→ **EXERCISE REQUIREMENTS**:
Resume the article on Japan's growth strategy and the weak yen, picking up right after its final sentence.

The push comes after years of weak capital spending left Japan with a lower potential growth rate than many other advanced economies. The government’s growth plan seeks to reverse that trend by encouraging investment in production facilities, advanced technology, labor-saving systems and strategic infrastructure.
Japan’s near-term economic data show both support and risk for that strategy. The services sector returned to growth in June, with the services purchasing managers’ index rising to 52.2 from 50.0 in May. The broader composite PMI also improved, helped by domestic demand, transport activity and events.
However, cost pressures remain severe. Input prices rose at the fastest pace since June 2022, driven by energy, food, oil and labor costs. That pressure is being intensified by the weak yen, which raises the price of imported fuel, raw materials and food.
The yen remains one of Japan’s biggest policy challenges. The currency recently weakened to 162.84 against the dollar, its lowest level in about 40 years, before recovering toward the 161 range. Finance Minister Satsuki Katayama has said Japan is ready to respond appropriately to excessive currency moves and remains in close contact with U.S. authorities.
A weaker yen helps exporters and companies with overseas earnings, but it also hurts households and smaller businesses that depend on imported goods. Reuters reported that bankruptcies linked to yen weakness increased in the first half of 2026, underscoring how currency volatility is becoming a real-economy problem.
The Bank of Japan is therefore caught between competing pressures. Further rate increases could help stabilize the yen and contain inflation, but they could also raise borrowing costs at a time when the government wants companies to invest aggressively. The BOJ raised its policy rate to 1% in June, and markets are watching whether persistent yen weakness forces another move later this year.
Japan’s economic security strategy is also shaped by China. The United States and Japan are trying to reduce dependence on China for critical minerals, rare earths, advanced manufacturing inputs and parts of the energy supply chain. For Tokyo, the challenge is to strengthen resilience without damaging trade links that remain important to Japanese companies.

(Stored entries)

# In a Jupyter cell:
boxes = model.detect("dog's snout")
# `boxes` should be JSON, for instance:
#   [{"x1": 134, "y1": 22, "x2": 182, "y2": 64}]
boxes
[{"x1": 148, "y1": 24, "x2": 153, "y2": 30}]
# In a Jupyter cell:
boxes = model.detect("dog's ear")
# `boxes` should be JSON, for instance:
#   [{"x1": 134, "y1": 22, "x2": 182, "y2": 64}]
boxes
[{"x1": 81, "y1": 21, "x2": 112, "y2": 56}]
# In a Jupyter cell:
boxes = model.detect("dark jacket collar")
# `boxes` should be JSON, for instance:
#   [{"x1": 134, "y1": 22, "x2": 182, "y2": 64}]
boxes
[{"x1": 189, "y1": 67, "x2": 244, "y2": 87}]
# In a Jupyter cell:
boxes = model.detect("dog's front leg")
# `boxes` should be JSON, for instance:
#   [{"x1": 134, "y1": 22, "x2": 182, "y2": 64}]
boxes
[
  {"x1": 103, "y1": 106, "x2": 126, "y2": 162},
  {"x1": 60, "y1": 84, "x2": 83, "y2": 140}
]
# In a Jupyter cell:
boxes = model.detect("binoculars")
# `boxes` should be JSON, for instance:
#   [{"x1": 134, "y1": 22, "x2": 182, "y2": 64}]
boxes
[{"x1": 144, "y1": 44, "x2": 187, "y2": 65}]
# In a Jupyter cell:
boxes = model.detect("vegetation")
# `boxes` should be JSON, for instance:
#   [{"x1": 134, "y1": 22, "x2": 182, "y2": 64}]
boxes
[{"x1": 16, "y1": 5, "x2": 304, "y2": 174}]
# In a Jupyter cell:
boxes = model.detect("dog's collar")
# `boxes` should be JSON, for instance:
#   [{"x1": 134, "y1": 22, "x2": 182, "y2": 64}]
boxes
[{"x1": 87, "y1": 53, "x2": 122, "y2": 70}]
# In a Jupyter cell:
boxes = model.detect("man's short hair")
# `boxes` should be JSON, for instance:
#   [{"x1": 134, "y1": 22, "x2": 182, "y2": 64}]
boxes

→ **WRITTEN ANSWER**:
The global backdrop is becoming more difficult. U.S. policy is increasingly focused on domestic production, tariffs and strategic self-reliance. China is using its scale and control over key supply chains as leverage. Europe is also moving toward industrial policy and economic security. In this environment, Japan can no longer rely only on open trade and low-cost imports.
The main point to watch next is how quickly Japan can turn its growth strategy from a policy document into actual projects. Investors and companies will be looking for concrete road maps, funding mechanisms, tax incentives, regulatory changes and public-private investment plans in each of the 17 strategic sectors.
The second point is whether Japan can coordinate overseas investment with domestic industrial renewal. If Japanese money only flows abroad, the plan may do little to lift Japan’s potential growth. But if overseas partnerships strengthen Japanese technology, supply chains and export capacity, the strategy could reinforce both growth and security.
The third point is whether the weak yen forces a faster policy response. If the yen remains near historic lows, pressure will grow on both the Ministry of Finance and the BOJ, even as the government tries to keep growth and investment momentum intact.
For Japan, the central economic question after July 4 is whether it can adapt to a more transactional United States by making itself strategically indispensable. Semiconductors, critical minerals, energy, shipbuilding and advanced technology are no longer only industrial sectors. They are becoming the core tools of Japan’s economic diplomacy.